(Record excerpts Opens)

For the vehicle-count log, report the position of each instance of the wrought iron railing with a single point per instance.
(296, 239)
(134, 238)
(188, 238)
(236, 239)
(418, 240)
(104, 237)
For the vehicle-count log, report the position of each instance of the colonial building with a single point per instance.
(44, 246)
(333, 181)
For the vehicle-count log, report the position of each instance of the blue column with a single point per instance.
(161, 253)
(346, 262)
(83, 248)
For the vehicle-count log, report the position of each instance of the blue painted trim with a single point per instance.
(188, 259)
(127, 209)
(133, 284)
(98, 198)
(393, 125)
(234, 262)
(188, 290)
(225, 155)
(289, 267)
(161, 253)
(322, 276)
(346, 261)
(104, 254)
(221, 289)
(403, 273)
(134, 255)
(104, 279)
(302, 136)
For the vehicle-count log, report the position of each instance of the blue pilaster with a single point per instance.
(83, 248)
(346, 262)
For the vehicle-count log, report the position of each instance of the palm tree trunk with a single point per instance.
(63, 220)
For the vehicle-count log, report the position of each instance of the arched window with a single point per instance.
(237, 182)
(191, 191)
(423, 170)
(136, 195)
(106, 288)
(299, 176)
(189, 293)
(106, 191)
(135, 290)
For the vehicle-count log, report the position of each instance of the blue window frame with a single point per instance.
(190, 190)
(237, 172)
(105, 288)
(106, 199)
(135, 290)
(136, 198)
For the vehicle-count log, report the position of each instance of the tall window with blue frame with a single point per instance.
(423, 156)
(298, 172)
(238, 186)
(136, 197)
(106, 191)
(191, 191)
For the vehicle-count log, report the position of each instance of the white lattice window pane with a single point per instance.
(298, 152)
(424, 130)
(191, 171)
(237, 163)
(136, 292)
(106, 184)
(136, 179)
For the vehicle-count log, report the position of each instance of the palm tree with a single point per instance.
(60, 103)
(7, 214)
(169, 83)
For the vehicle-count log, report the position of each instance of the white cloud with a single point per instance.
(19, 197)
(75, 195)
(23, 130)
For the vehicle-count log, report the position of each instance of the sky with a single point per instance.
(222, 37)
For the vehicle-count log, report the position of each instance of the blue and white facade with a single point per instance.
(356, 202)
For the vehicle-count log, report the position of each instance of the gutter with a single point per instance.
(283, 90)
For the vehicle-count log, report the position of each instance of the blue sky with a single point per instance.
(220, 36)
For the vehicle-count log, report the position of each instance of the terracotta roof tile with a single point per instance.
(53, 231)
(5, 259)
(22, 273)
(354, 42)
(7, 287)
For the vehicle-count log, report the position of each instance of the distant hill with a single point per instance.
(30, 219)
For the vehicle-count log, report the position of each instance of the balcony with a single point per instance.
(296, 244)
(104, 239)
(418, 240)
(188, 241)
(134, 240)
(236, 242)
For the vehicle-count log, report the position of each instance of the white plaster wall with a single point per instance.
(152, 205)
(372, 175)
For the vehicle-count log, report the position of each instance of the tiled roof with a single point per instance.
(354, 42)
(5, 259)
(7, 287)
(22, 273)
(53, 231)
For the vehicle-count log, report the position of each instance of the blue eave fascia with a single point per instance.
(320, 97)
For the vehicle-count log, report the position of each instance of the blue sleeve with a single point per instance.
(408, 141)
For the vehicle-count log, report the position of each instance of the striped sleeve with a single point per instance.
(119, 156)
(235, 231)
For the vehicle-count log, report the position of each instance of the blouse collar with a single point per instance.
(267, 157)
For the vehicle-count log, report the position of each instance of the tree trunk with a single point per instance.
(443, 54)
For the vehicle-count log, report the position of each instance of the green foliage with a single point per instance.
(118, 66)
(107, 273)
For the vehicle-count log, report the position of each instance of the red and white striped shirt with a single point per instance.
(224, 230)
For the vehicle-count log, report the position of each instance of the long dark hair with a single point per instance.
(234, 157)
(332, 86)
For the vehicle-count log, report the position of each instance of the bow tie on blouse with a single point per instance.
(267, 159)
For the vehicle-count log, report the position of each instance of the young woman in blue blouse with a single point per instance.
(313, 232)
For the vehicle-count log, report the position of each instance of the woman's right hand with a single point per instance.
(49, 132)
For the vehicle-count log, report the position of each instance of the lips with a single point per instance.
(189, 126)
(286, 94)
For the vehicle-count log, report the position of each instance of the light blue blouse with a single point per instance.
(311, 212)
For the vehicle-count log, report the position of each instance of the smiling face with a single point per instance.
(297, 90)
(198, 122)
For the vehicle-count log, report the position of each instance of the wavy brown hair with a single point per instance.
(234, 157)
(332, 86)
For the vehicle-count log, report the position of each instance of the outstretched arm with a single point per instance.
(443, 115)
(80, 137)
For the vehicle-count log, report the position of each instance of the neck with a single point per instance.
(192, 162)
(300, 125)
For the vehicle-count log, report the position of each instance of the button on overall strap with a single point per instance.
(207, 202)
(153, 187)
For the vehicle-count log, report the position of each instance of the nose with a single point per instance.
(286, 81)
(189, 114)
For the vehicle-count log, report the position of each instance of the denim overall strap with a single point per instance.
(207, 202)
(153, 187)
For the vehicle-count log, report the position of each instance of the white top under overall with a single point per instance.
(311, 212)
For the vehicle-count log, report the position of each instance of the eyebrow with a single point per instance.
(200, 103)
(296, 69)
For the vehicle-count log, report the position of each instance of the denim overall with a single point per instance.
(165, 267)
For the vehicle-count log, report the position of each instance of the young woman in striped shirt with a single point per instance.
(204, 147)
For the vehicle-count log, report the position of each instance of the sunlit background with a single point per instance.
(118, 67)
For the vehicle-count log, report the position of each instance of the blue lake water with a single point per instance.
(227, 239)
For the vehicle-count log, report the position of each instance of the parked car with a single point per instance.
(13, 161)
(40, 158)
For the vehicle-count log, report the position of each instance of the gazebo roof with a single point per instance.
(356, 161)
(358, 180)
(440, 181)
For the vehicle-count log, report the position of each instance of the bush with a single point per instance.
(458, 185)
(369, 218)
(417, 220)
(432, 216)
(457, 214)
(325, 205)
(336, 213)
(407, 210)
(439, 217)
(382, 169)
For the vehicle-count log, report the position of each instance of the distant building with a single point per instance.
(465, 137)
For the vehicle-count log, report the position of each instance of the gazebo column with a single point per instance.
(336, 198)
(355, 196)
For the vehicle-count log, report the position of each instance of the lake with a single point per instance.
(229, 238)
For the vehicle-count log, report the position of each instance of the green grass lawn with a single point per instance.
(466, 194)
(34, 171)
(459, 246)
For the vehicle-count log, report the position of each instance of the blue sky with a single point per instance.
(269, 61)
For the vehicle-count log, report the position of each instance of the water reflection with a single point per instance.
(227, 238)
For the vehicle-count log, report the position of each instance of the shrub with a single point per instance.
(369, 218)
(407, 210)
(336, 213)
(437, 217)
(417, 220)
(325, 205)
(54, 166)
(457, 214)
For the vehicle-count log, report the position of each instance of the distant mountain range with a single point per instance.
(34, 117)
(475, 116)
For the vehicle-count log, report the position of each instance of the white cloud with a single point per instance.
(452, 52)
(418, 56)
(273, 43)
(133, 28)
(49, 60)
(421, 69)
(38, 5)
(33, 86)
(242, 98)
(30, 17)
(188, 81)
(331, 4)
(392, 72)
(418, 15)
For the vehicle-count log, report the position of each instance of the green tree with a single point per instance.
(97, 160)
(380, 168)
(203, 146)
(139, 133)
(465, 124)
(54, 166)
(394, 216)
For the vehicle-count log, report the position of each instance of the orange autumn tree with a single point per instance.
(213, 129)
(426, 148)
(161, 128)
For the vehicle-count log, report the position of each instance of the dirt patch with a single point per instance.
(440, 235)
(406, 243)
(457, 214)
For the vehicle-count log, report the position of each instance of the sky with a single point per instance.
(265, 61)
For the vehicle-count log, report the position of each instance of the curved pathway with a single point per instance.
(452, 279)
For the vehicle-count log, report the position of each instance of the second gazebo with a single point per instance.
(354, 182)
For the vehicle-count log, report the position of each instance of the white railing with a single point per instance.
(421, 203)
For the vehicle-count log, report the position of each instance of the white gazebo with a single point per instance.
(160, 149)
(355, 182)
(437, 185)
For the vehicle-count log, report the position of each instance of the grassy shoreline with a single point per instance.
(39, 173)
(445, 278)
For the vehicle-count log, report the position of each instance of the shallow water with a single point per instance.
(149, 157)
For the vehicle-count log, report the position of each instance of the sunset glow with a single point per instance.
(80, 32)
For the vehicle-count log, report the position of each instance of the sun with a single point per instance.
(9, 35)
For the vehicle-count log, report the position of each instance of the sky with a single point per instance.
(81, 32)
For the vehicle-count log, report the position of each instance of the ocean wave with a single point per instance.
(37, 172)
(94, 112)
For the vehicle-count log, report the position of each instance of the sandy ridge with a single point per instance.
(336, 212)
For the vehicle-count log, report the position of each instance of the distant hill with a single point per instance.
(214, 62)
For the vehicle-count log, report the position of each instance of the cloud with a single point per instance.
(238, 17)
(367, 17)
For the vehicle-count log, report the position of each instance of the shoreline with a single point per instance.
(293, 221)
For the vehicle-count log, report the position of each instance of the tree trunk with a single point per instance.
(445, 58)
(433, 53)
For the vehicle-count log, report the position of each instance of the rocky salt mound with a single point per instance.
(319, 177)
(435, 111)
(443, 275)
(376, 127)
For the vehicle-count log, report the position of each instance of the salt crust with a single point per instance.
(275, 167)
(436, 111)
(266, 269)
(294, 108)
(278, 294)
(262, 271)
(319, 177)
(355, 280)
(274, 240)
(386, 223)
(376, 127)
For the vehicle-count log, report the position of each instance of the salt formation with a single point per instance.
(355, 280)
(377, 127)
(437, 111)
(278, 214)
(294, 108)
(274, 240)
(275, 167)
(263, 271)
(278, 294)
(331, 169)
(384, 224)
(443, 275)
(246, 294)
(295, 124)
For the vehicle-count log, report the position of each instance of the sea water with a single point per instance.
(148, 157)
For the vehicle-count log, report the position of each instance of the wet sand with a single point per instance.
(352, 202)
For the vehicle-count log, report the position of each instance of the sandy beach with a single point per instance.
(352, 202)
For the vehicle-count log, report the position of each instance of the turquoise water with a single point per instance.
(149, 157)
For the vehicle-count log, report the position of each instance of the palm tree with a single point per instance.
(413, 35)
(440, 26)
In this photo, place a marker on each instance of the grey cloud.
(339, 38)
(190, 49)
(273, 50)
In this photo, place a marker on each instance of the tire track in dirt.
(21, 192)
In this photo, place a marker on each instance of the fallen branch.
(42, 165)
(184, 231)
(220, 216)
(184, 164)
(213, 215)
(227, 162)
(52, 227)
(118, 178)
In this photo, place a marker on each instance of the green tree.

(Record excerpts Closes)

Activity: Starting at the line with "beach with a single point per instance.", copy every line down to the last one above, exactly as written and with nothing else.

Response to the task:
For the vehicle-count log, report the position of each instance of the sandy beach with a single point per instance.
(352, 202)
For the vehicle-count log, report the position of each instance of the turquoise water with a single point per instance.
(149, 157)
For the vehicle-count log, report the position of each instance of the palm tree with a single point per instance.
(413, 35)
(440, 26)
In this photo, place a marker on each instance of the grey cloud.
(339, 38)
(190, 49)
(273, 50)
In this photo, place a marker on each instance of the tire track in dirt.
(21, 192)
In this photo, place a marker on each instance of the fallen branch.
(42, 165)
(184, 231)
(220, 216)
(184, 164)
(213, 215)
(227, 162)
(52, 227)
(118, 178)
In this photo, place a marker on each instance of the green tree.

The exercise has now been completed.